# M3 and/or SMG gripes?



## carter (Nov 10, 2004)

My M3 SMG is punishing me in the automatic mode. If I am in traffic and in auto it will start lurching/ hopping violently in 2nd & 3rd. The only way to stop it is to totally lett off of the gas- if I press the gas down harder it just continues to 'shake me like a polaroid picture'. It's unbearable. I took it to the dealer 2 times and each time they tell me there's nothing wrong & it's supposed to do this. Also my convertible top squeaks & rattles like crazy & they tell me that's normal, too. I called BMW & they agree that the car should be doing all of these things. All I can think is- did I get ripped off or what? I want my Corvette back!


----------



## Pinecone (Apr 3, 2002)

Why not drive in S or D mode (depending on your year)? How hard is it to shift an SMG yourself in traffic.

The other thing is to try another A mode. If you are in say 3, try 2 and 4 to see if that works better for you. The mode change with change the shift points.

As for the top rattling, I can't comment, since mine is a Coupe. But the top on our M Roadster is pretty rattle free.


----------



## bren (Jul 1, 2002)

How long have you had the car? It sounds like you just need more SMG practice. You have to give it more gas initially to avoid the bucking, once the bucking starts you are SOL and lifting is your only option. Get in any manual tranny car and let the clutch out without giving it enough gas and see what happens.

****************************************

Required actions
a. Answer from the forum thread:
(i) How many times did carter take the car to the dealer?
(ii) What body style is Pinecone's own car?
(iii) According to bren, what is the only option once the bucking starts?
b. Please write out the part of the forum thread starting with "## bren (Jul" and going on through "see what happens.", swapping "bucking" for "lurching".
You won't need the lines that come after this thread.

****************************************

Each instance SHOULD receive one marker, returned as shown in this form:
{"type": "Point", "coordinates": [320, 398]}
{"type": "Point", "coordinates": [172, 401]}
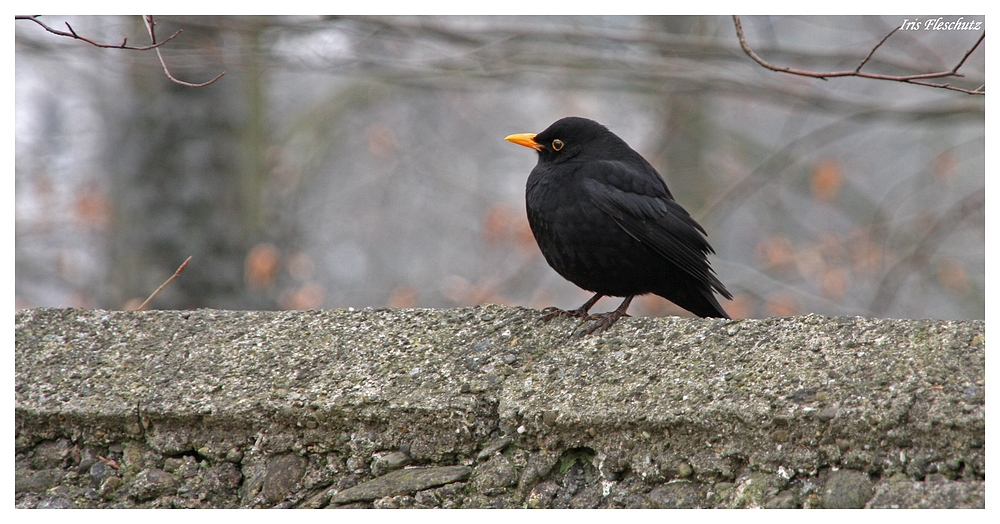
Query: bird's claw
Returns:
{"type": "Point", "coordinates": [600, 322]}
{"type": "Point", "coordinates": [552, 312]}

****************************************

The solutions
a.
(i) 2 times
(ii) A Coupe
(iii) Lifting

b.
## bren (Jul 1, 2002)

How long have you had the car? It sounds like you just need more SMG practice. You have to give it more gas initially to avoid the lurching, once the lurching starts you are SOL and lifting is your only option. Get in any manual tranny car and let the clutch out without giving it enough gas and see what happens.